Labels for object points:

-- START --

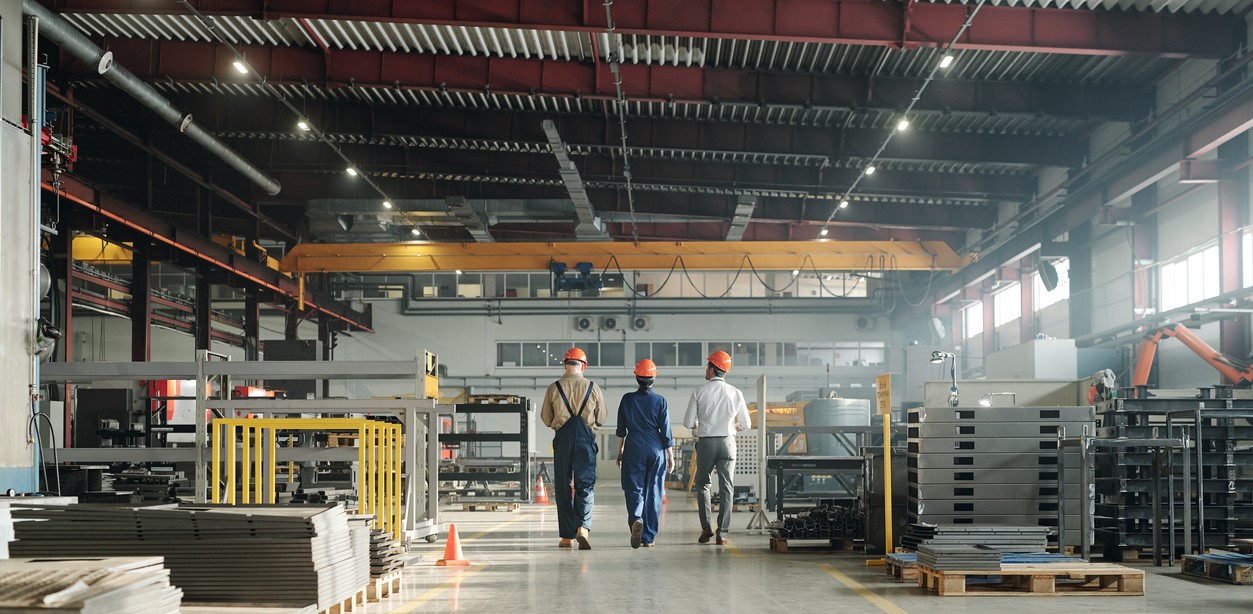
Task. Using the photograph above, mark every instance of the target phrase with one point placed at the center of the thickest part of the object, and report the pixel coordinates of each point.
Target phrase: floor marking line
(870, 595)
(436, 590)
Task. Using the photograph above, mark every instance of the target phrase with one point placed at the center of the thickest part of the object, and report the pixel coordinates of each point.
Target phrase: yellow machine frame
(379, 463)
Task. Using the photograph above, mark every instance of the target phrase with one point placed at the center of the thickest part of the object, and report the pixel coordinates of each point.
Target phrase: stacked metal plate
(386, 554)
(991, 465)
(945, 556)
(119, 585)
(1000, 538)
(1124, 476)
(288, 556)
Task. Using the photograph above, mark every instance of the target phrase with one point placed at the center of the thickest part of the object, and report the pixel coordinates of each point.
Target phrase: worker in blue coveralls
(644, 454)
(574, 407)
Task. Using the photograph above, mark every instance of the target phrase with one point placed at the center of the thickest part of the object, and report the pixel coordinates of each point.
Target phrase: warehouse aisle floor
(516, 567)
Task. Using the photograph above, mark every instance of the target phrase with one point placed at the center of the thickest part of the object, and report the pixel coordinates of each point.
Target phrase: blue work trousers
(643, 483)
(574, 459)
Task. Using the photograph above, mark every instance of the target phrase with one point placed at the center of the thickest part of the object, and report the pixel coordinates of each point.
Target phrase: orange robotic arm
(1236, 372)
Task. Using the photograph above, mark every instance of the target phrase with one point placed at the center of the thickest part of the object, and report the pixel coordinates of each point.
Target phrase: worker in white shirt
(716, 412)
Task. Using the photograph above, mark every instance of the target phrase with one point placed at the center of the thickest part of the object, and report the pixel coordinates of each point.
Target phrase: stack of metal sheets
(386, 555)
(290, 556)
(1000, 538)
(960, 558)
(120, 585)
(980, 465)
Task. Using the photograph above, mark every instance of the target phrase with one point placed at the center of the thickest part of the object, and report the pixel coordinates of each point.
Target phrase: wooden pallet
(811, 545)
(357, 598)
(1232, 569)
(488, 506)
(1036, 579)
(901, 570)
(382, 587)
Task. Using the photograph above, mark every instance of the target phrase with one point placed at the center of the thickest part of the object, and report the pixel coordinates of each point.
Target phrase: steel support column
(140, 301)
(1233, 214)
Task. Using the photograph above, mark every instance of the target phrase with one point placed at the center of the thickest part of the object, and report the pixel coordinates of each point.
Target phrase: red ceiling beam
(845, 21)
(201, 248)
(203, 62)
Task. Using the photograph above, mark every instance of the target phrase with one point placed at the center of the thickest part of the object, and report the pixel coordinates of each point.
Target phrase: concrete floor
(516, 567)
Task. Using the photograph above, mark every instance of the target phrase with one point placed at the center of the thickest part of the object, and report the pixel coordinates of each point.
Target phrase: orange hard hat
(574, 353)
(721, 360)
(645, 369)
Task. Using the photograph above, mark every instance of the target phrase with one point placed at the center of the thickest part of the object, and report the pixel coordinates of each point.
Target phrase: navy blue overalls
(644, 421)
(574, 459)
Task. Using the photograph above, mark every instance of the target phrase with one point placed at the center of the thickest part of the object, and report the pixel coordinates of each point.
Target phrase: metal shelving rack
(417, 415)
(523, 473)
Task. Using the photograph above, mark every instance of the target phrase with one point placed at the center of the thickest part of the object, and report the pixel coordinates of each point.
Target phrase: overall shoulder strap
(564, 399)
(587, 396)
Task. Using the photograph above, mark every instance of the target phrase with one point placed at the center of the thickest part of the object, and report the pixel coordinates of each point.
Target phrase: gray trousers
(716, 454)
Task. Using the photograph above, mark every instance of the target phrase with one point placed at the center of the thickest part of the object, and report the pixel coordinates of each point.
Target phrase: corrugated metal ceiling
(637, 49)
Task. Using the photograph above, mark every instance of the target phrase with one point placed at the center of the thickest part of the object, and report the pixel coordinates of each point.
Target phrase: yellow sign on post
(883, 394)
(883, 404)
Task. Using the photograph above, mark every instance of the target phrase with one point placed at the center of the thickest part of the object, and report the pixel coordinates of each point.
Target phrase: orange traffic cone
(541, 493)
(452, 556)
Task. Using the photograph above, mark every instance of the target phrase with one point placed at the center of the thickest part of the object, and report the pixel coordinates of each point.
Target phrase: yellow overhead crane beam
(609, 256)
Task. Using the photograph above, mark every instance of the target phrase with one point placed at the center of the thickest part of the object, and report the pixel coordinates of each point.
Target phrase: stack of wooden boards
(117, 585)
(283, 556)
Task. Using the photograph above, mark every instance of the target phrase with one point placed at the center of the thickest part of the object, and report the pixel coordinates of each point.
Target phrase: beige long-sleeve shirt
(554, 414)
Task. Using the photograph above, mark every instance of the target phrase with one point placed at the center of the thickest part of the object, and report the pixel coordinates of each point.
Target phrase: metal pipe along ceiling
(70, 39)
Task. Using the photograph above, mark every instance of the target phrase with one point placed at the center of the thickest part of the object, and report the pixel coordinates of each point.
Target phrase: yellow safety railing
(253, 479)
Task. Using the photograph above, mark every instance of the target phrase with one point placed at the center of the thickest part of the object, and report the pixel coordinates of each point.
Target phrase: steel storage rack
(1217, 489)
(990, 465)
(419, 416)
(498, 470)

-- END --
-- START --

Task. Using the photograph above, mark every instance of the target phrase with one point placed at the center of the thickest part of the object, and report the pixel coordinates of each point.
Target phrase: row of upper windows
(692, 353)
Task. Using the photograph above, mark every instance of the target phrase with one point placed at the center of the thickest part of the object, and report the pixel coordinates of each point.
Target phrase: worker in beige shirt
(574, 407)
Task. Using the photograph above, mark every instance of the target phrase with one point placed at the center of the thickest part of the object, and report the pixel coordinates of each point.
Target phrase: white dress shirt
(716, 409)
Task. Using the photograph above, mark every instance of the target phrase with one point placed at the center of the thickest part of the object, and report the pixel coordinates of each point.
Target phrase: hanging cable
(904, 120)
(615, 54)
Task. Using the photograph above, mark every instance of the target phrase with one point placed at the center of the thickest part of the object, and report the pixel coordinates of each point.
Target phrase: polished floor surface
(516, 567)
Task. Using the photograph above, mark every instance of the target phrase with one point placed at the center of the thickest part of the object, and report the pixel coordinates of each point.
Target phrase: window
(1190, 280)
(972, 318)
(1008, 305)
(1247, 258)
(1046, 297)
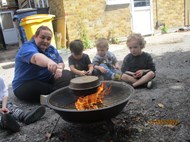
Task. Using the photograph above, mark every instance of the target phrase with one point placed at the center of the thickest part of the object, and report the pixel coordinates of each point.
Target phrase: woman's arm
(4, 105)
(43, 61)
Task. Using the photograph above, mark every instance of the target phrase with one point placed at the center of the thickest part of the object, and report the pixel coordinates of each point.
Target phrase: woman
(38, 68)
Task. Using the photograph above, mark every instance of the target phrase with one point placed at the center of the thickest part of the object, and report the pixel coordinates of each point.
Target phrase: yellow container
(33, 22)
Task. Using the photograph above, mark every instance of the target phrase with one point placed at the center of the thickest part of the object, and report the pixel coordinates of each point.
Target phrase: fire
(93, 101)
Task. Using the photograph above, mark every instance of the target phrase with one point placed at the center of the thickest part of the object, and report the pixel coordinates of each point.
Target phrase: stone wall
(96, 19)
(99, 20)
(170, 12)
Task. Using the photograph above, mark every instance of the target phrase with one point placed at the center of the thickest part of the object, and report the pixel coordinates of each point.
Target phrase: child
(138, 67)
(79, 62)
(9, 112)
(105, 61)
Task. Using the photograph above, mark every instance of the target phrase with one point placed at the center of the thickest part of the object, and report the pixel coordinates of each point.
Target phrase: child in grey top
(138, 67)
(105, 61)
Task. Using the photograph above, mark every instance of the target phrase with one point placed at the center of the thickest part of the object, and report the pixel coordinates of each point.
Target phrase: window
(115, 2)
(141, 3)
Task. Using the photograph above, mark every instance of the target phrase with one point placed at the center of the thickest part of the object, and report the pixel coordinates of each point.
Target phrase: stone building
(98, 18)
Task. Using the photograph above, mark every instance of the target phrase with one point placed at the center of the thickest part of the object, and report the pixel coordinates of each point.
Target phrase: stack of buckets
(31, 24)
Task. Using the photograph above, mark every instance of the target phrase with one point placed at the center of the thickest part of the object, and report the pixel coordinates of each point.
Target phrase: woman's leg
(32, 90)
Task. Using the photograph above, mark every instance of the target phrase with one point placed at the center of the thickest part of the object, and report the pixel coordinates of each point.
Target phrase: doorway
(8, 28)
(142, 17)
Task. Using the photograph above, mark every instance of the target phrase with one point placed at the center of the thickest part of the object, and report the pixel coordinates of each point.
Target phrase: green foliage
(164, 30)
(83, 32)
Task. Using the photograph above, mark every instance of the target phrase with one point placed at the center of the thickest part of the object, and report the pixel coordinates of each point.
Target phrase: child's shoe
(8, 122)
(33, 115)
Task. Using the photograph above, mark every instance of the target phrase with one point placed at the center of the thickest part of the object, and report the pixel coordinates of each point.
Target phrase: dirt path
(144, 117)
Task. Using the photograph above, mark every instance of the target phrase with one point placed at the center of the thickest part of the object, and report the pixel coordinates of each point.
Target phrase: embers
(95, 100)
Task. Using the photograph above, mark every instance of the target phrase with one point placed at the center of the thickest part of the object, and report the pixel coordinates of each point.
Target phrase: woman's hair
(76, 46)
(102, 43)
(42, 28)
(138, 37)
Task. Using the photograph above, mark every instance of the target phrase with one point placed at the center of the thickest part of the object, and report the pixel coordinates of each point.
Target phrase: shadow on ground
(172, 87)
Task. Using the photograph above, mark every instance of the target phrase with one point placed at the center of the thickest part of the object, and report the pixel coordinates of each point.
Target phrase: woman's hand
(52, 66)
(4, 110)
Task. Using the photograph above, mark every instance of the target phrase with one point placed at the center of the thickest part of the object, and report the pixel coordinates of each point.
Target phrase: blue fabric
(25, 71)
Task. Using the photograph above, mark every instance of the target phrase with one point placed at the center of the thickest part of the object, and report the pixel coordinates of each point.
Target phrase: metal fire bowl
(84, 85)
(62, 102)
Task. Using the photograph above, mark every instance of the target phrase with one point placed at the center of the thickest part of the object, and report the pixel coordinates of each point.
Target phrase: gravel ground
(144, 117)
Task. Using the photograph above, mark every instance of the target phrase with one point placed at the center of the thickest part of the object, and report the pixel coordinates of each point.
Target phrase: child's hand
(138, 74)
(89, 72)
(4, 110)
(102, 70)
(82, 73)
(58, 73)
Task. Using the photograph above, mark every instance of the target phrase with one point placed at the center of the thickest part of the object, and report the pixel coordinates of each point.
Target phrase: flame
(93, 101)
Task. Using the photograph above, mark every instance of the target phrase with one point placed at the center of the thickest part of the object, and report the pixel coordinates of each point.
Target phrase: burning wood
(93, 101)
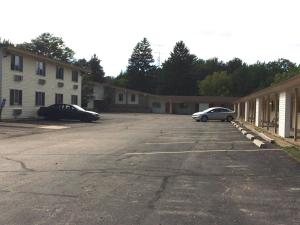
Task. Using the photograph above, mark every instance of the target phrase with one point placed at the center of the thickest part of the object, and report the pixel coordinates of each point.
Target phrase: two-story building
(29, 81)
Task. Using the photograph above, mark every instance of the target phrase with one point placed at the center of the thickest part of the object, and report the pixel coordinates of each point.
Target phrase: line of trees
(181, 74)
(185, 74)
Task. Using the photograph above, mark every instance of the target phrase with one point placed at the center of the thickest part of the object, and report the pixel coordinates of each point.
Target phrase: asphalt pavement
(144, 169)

-- END --
-- START --

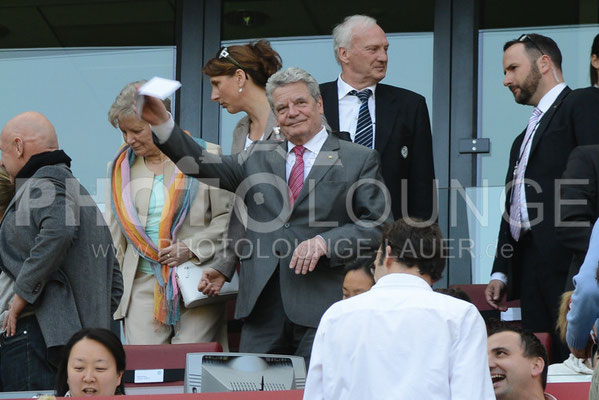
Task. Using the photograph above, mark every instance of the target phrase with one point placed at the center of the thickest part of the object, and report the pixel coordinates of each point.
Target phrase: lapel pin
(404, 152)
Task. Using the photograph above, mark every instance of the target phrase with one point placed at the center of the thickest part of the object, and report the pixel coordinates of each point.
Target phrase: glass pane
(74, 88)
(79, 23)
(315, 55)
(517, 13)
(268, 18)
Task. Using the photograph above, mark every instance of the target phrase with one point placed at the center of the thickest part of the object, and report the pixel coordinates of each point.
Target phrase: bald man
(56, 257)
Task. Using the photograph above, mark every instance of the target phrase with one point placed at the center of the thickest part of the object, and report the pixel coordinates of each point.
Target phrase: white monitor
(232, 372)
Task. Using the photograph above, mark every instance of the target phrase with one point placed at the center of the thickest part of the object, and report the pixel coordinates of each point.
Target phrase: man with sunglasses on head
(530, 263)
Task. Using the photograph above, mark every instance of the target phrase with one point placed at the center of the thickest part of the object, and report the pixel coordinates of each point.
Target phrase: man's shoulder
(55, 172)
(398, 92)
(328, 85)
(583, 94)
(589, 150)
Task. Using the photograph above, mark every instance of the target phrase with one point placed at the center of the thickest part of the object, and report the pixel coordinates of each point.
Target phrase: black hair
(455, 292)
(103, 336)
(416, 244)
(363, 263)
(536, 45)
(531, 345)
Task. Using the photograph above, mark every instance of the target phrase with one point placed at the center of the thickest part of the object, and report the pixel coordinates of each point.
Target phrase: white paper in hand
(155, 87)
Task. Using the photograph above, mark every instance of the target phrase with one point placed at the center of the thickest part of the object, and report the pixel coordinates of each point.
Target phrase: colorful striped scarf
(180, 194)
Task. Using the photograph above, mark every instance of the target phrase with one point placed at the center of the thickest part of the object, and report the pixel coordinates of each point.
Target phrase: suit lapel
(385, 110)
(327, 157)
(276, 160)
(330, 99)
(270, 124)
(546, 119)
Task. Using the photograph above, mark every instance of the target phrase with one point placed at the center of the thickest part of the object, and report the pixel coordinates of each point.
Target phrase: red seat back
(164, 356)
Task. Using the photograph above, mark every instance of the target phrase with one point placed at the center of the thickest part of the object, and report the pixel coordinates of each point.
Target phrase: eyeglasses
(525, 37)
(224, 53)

-- END --

__THE EXERCISE__. List every line of the records above that contains the string "beige".

__ANSWER IN FULL__.
Target phrase: beige long-sleeve shirt
Target phrase: worker in beige shirt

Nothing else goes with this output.